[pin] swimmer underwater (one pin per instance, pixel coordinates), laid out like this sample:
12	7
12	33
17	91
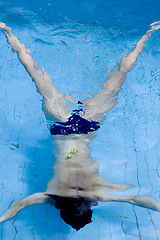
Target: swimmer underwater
76	185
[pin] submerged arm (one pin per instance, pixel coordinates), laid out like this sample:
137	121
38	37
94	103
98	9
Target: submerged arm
105	100
41	78
143	201
37	198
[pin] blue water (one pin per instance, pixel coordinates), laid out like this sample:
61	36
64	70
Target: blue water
78	43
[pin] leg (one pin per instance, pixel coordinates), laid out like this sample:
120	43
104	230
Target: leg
37	198
102	102
41	78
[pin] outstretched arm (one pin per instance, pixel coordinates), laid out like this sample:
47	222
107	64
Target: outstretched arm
41	78
37	198
143	201
102	102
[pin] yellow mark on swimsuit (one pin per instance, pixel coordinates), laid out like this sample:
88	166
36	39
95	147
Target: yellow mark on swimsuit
73	151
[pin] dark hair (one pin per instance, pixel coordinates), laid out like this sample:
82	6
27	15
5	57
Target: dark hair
76	212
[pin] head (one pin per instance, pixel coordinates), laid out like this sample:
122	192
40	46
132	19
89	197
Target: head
76	212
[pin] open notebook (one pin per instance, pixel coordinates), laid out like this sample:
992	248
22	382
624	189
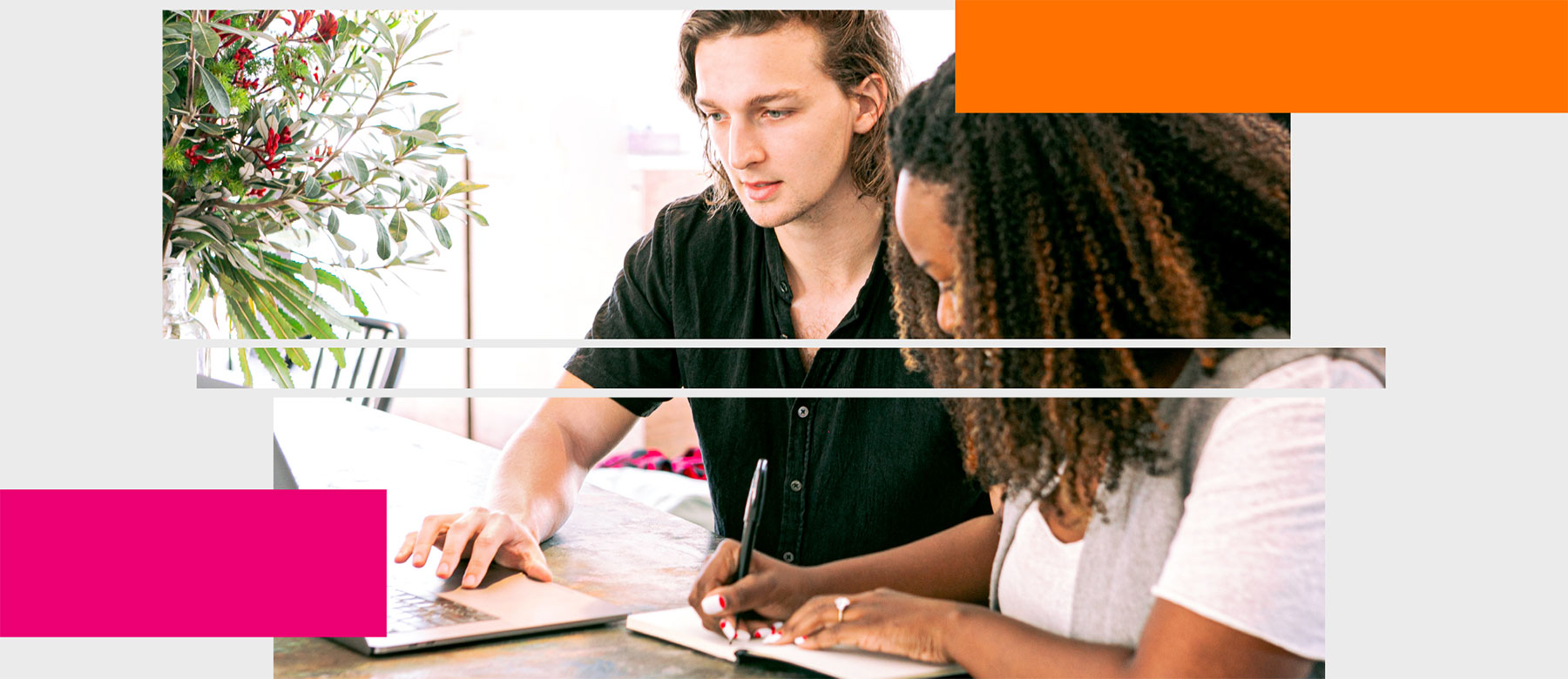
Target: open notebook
684	628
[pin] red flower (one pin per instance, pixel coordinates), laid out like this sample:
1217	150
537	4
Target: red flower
325	27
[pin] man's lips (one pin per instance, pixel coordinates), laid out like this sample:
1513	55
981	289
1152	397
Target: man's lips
760	190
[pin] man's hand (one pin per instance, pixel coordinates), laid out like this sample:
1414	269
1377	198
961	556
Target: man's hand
768	593
483	536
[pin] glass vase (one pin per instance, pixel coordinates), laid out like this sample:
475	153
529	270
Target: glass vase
178	320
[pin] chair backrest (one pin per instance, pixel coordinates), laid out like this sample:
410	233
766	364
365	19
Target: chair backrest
378	375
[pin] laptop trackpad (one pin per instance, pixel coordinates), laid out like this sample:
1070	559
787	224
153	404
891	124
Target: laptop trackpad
511	595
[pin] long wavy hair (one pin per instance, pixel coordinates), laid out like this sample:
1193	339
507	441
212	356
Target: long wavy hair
1087	226
855	44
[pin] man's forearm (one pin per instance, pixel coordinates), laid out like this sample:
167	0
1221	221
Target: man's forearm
950	565
537	477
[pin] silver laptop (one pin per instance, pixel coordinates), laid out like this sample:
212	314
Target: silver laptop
427	612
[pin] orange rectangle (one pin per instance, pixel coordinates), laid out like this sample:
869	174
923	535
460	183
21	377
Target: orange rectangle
1262	55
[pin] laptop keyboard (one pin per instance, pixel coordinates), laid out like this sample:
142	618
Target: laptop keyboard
408	612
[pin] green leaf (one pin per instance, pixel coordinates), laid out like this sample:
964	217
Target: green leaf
443	236
206	39
245	366
466	187
295	303
383	242
248	326
356	166
215	93
375	23
274	366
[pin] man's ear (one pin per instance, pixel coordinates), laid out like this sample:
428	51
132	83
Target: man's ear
870	101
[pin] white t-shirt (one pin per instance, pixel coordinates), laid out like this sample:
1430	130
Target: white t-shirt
1248	552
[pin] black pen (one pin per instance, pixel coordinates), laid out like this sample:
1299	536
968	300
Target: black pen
748	530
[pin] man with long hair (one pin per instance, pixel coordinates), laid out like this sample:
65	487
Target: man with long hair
787	242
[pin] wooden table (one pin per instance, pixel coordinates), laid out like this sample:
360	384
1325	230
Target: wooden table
612	548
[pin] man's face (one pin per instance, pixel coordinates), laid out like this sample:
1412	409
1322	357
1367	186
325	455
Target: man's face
780	124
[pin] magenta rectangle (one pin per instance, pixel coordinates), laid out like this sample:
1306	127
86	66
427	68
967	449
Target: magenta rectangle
193	563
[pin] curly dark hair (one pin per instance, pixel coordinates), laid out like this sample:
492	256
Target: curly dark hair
1087	226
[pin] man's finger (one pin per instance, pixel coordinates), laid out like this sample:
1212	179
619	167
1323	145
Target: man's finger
407	549
488	540
452	548
533	563
427	536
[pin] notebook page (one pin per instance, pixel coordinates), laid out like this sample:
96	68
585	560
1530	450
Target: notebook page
682	626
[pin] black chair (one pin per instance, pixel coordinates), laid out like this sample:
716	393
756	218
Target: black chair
378	375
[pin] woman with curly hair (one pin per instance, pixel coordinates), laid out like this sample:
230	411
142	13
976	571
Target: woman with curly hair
1113	551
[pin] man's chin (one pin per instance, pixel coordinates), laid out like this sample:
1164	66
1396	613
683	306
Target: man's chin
768	215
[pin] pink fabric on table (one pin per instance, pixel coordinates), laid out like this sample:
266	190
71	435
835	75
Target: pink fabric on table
689	465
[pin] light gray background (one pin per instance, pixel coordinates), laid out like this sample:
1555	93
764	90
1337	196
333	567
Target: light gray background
1436	236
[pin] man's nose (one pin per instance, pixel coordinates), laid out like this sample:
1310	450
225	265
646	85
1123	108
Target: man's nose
745	148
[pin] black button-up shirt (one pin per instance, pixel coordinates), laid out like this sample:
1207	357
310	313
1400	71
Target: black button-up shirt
846	475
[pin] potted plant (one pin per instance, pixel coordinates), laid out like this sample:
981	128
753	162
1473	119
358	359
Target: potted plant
276	138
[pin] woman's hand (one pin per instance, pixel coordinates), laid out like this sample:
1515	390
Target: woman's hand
883	622
770	592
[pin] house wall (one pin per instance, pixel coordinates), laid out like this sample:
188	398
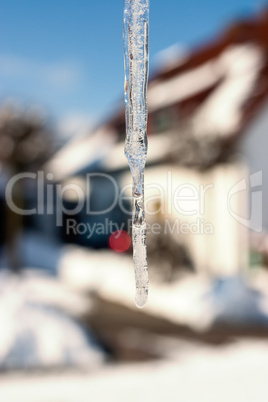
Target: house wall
254	148
199	211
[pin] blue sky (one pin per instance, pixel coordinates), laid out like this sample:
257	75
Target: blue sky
66	55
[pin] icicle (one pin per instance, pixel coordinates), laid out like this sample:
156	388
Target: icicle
136	19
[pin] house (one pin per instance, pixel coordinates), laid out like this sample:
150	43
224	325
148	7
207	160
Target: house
206	172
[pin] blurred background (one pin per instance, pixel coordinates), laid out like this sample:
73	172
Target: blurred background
69	327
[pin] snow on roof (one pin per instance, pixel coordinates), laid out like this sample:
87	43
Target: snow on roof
221	113
183	86
79	153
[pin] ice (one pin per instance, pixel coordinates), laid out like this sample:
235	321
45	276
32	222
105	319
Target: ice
136	19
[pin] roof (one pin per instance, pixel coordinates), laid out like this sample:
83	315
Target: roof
214	91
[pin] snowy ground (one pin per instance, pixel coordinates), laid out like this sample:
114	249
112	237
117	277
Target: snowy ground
191	373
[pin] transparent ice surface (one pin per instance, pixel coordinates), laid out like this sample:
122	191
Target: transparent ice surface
136	19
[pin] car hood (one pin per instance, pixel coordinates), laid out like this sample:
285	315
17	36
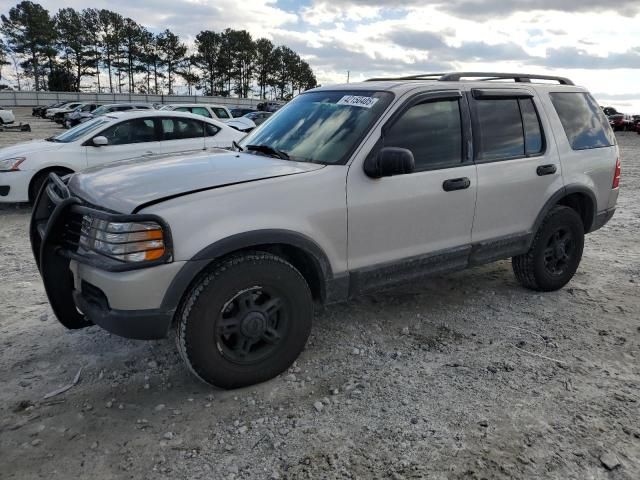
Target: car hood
26	148
130	185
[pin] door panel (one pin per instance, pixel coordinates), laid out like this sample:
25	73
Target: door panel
399	219
512	191
395	218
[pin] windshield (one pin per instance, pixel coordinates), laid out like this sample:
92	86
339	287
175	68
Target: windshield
321	127
79	131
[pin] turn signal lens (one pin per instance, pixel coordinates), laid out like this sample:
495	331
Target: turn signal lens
127	242
616	175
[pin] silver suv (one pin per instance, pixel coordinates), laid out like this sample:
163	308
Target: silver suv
347	189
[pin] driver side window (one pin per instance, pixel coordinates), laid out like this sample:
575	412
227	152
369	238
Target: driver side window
138	130
432	131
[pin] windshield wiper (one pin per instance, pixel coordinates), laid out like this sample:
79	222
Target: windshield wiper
269	151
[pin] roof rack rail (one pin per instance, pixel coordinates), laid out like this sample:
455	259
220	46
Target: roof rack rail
480	76
422	76
516	77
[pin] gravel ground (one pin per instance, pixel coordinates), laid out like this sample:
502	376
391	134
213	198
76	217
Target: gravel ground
430	380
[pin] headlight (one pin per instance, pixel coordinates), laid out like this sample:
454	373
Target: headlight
11	164
124	241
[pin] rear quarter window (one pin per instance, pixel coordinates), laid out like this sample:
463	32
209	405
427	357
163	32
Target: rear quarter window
583	121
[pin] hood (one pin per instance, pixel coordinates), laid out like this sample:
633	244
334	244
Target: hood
24	149
127	186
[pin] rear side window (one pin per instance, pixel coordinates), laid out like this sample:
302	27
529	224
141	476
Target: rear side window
583	120
433	133
201	111
181	128
210	130
220	112
507	128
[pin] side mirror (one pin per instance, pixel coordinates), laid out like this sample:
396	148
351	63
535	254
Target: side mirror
390	161
100	141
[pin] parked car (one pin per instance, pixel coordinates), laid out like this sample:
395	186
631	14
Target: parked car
241	112
105	139
61	113
270	106
67	107
258	117
608	111
6	116
75	118
219	112
112	108
349	189
40	110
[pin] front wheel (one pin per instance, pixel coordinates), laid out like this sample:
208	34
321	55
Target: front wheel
555	253
245	321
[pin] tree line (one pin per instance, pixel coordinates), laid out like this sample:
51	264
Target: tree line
57	52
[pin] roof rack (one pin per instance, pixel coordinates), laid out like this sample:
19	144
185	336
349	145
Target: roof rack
480	76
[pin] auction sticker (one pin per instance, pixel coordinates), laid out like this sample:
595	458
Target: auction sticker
357	101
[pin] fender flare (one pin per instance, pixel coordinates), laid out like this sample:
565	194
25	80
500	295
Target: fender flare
559	195
199	262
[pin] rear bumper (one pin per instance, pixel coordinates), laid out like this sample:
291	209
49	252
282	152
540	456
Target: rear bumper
603	218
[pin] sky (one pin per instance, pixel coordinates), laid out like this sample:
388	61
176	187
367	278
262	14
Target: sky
596	43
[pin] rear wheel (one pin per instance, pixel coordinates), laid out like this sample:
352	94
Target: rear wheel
245	321
555	253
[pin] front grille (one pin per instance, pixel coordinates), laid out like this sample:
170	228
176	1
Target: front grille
70	235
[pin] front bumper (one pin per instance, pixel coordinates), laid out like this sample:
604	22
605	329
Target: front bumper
14	186
79	287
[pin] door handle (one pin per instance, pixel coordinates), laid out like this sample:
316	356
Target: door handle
546	170
456	184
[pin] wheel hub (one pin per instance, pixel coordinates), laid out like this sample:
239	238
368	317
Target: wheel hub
253	325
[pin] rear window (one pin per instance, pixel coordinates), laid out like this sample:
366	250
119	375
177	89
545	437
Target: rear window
583	120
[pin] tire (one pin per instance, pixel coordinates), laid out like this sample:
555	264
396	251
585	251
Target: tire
555	253
38	181
245	321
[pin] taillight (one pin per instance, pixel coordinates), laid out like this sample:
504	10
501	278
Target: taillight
616	175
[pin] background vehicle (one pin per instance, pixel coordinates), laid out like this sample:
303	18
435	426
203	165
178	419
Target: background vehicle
621	122
258	117
270	106
233	248
214	111
74	118
67	107
112	108
6	116
61	113
40	110
107	138
241	112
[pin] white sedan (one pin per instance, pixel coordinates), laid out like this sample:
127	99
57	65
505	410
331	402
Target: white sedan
116	136
6	116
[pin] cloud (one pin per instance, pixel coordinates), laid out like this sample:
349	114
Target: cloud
571	58
482	9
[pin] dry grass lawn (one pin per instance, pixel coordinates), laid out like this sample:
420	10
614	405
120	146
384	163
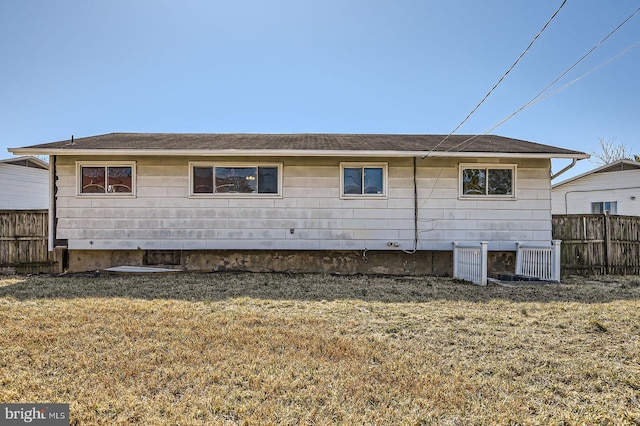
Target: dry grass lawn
318	349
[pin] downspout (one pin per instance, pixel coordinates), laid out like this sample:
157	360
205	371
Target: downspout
573	163
52	202
415	208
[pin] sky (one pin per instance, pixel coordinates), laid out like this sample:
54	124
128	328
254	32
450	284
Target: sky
88	67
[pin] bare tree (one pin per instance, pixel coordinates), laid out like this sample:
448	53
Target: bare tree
610	152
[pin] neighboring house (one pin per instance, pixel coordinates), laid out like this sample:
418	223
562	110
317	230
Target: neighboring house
331	202
24	184
613	188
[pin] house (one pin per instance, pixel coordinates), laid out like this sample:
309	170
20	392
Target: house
24	184
613	188
302	202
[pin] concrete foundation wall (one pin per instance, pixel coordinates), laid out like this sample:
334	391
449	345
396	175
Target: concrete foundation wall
343	262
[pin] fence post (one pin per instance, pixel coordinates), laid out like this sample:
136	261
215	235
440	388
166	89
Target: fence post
607	243
556	260
484	250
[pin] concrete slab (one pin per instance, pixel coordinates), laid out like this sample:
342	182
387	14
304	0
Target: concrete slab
139	270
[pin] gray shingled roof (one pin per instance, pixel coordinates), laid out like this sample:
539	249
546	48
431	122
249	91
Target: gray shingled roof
302	142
----
*Task details*
The pictures stay out; repeat exactly the lines from the one with "[pin] white sedan" to the end of the entries above, and nothing else.

*Finished answer*
[pin] white sedan (one pin per instance, pixel coordinates), laid out like this sample:
127	99
57	65
505	410
331	402
Target: white sedan
116	136
6	116
[pin] cloud (one pin per instance, pixel coordinates), laid out like this sample:
349	114
Target: cloud
571	58
482	9
[pin] dry grass lawn (one pin per instance, pixel coordinates), laid out like this sample:
420	10
614	405
120	146
384	163
Target: dry grass lawn
318	349
[pin] downspout (one pin per instance, pixel coordinates), laid out like this sample:
157	360
205	371
Target: downspout
573	163
52	202
415	208
[pin] sky (one pin per instance, pixel coordinates), laid out like this sample:
54	124
128	328
254	32
450	284
Target: sky
88	67
[pin] bare tree (one pin per instance, pixel coordinates), laid out like this sample:
448	53
Target: bare tree
610	152
[pin] neighboring house (one pin per instance, pixel coordinates), laid out like this sample:
418	223
562	110
317	230
Target: neighboring house
331	202
24	184
613	188
[pin] house (one pin per instance, pixel coordinates), laid out like this sample:
309	170
20	392
Target: house
24	184
613	188
302	202
[pin] concrete foundation wall (one pin per instance, pixel coordinates), laid out like this sample:
334	391
449	345
396	175
Target: concrete foundation wall
343	262
[pin] fence post (one pin per instance, pixel coordinates), laid out like this sample:
136	261
215	235
440	388
166	89
Target: fence post
607	243
556	260
484	250
[pin] concrete slab (one pin per instance, pixel coordinates), laid out like this sample:
342	182
387	14
304	0
Target: concrete slab
139	270
[pin] gray shingled roof (one pin per instance, pixel coordinates), laid out like this sample:
539	249
546	48
431	122
249	91
Target: gray shingled roof
302	142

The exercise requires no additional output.